Ahead of Saturday’s resumption of international flights, the Federal Government of Nigeria on Thursday said only approved airlines would be permitted into the Nigeria’s airspace.
The Minister of Aviation, Hadi Sirika, at the briefing of the Presidential Task Force on COVID-19, said Air France, KLM, Lufthansa, Etihad Airways, Angolan TAG, Air Namibia and Royal Air Maroc were not approved to operate flights into Nigeria.
He listed British Airways, Emirates, Ethiopian, AWA, and Middle East Airlines as airlines permitted into the Nnamdi Azikiwe International Airport, Abuja.
He also listed Egyptair, Virgin Atlantic, Turkish Airlines, AWA, Kenya Airways and Middle East Airlines as airlines allowed to operate into the Murtala Muhammed International Airport, Lagos.
The government had in March shut the nation’s airports to halt the spread of COVID-19. It later approved the resumption of domestic flights from July 8; and international flights, September 5.
Explaining the reasons for the ban and the principle of reciprocity being applied to some countries, Sirika said Nigeria was simply following what each country had done to the country.
He said the country would go ahead and implement the principle of reciprocity to all countries that had banned flights from Nigeria.
Some of the countries which had banned flights from Nigeria are in the European Union as the EU included Nigeria on the banned countries on the first of July, 2020 when they opened their airspace.
The minister said that the approved international airlines would operate strictly on the Federal Government approved COVID-19 protocol.
“Intending passengers must register online, pay for COVID-19 test fee and upload the COVID-19 negative result not older than 72 hours before boarding,” he said.
While warning against sharp practices, Sirika warned that any airline caught with passengers without COVID-19 negative result would be punished with $3500 fine for each passenger and the passenger returned if he or she was a foreigner, while a Nigerian affected would be force into an isolation centre and be made to bear the full cost of isolation and treatment.

* **DATA PROVIDED**:
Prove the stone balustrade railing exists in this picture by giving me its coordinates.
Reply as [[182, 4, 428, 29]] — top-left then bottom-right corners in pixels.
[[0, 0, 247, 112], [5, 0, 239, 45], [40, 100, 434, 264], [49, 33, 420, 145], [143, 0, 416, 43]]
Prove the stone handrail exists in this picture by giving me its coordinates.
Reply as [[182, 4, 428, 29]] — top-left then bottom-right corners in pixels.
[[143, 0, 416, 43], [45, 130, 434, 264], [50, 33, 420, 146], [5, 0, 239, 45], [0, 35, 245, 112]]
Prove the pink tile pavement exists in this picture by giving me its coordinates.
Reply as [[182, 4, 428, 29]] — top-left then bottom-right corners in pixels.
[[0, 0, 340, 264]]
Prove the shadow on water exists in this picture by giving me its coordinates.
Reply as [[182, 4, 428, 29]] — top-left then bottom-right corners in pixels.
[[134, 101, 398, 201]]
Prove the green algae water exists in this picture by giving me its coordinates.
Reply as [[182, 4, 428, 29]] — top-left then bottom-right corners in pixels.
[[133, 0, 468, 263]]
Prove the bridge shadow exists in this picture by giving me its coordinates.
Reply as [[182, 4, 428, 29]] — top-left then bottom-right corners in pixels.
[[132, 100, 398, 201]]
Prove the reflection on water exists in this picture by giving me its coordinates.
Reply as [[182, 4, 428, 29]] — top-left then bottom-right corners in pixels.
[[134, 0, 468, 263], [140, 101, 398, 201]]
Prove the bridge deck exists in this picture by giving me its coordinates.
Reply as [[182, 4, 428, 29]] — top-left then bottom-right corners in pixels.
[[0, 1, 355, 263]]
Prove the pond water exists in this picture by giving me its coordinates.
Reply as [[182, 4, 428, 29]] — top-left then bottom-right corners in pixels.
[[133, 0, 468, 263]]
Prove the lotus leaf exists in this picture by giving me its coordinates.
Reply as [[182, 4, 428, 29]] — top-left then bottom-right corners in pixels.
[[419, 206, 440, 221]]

* **PARTS OF THE EXERCISE**:
**A.** In the passage on Nigeria's flight resumption, what fine does an airline face for each passenger carried without a negative COVID-19 result?
**B.** Reproduce the passage on Nigeria's flight resumption between "He also listed" and "International Airport, Lagos.", inclusive.

* **ANSWERS**:
**A.** The airline faces a fine of $3500 for each such passenger.

**B.**
He also listed Egyptair, Virgin Atlantic, Turkish Airlines, AWA, Kenya Airways and Middle East Airlines as airlines allowed to operate into the Murtala Muhammed International Airport, Lagos.